Start of EXTRACT PROVIDED

Monday, June 23, 2008

The State of Maryland Blogdom, Part One

Like many MPW readers, I am a heavy consumer of blogs. Yes, I am addicted to information in general. It’s difficult for me to go an entire day without checking the Post, the Sun, the New York Times and several other mainstream media (MSM) sources at least once each. But blogs (at least the good ones) offer something of value beyond the MSM: a fresh take blending fact and opinion from informed, involved observers – and sometimes players – in the scene they cover. Over the last two years, blogs have become an important but largely intangible part of the Maryland political scene. In this five-part series, I present my best shot at measuring the reach of Maryland’s blogs for the first time.

Now there are many, many blogs in Maryland and everywhere else in the world. They range across every interest imaginable: music, art, food, travel, sports, professional issues, medical issues, and on and on. Our focus in this series will be on blogs that relate to Maryland politics. (Hence our name!)

End of EXTRACT PROVIDED

From the Maryland blogs post, reproduce the passage between "Like many MPW" and "the first time.", inclusive. The entries play no part in the work on the Maryland blogs post.

Start of RECORDS PROVIDED

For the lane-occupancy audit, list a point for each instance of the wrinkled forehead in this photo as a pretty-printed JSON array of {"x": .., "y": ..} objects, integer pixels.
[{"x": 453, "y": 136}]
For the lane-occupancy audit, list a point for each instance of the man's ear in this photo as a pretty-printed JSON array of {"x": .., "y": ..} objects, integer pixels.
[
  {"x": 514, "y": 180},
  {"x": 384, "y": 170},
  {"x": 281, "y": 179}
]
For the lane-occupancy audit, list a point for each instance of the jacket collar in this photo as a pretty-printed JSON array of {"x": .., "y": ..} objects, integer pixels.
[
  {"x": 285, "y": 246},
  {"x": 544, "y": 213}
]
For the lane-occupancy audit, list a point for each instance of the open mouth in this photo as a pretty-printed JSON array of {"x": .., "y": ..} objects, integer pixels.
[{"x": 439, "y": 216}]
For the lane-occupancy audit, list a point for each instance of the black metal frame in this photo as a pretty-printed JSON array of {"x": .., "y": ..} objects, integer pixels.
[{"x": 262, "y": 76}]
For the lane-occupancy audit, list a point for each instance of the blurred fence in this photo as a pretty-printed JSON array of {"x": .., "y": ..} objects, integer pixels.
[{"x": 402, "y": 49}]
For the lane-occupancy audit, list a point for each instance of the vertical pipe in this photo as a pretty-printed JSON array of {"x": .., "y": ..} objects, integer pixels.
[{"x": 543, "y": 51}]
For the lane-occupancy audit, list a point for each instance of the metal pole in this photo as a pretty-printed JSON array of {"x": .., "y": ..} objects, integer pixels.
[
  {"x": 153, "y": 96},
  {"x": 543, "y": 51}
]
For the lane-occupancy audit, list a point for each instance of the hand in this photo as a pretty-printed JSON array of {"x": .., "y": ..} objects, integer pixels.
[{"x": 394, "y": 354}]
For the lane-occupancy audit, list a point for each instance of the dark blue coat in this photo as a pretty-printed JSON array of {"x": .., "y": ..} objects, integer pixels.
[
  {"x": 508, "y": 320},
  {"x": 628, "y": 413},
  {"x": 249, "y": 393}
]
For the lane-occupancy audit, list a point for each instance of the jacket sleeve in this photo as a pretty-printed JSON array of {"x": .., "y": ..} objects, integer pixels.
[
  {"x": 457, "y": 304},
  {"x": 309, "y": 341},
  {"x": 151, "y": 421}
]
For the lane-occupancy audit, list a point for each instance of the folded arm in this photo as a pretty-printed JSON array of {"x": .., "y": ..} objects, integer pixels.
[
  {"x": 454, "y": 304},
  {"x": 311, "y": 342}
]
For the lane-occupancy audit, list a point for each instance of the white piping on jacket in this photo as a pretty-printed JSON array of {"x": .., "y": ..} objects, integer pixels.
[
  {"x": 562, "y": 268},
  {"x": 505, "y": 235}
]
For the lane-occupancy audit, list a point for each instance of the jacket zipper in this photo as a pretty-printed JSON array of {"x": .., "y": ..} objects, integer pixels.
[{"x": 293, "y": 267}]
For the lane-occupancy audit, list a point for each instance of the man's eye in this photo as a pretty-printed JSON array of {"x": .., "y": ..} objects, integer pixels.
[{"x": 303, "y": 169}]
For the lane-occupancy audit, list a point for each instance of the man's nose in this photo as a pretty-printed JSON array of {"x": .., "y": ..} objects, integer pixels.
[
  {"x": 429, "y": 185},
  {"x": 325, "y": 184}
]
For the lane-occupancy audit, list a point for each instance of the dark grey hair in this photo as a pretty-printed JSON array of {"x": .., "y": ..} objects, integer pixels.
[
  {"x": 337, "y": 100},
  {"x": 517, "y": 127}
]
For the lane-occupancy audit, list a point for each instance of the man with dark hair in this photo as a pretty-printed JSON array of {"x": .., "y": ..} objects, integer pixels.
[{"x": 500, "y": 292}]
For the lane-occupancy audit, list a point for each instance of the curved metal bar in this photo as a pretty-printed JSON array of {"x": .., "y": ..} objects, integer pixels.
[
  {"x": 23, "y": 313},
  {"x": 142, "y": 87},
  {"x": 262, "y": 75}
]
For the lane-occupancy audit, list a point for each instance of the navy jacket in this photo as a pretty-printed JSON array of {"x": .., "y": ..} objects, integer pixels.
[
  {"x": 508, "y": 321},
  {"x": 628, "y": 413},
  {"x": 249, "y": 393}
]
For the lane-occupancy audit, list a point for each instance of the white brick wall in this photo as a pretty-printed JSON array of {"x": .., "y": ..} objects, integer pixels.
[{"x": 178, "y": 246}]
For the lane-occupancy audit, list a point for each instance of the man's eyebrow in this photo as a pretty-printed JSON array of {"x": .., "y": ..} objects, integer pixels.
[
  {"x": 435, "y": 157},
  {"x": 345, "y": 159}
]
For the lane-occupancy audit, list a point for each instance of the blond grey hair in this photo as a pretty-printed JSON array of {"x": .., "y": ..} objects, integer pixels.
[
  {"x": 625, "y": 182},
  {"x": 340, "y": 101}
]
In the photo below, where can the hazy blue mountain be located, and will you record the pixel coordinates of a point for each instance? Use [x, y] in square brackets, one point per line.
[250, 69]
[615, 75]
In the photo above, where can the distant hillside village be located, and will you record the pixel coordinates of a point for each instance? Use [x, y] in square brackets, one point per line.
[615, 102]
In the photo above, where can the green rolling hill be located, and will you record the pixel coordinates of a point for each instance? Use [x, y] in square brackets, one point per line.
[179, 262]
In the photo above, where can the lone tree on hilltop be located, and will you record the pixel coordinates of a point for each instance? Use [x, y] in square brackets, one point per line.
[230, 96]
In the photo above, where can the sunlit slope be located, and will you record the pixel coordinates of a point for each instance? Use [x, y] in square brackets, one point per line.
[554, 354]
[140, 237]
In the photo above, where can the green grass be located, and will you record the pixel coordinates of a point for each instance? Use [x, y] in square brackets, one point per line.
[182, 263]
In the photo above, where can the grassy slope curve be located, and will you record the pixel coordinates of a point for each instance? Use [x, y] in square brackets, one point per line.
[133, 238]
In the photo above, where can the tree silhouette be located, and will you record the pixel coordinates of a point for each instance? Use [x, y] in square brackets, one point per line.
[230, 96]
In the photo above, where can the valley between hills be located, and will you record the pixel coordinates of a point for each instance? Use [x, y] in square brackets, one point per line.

End of RECORDS PROVIDED

▶ _TASK SOLUTION_
Like many MPW readers, I am a heavy consumer of blogs. Yes, I am addicted to information in general. It’s difficult for me to go an entire day without checking the Post, the Sun, the New York Times and several other mainstream media (MSM) sources at least once each. But blogs (at least the good ones) offer something of value beyond the MSM: a fresh take blending fact and opinion from informed, involved observers – and sometimes players – in the scene they cover. Over the last two years, blogs have become an important but largely intangible part of the Maryland political scene. In this five-part series, I present my best shot at measuring the reach of Maryland’s blogs for the first time.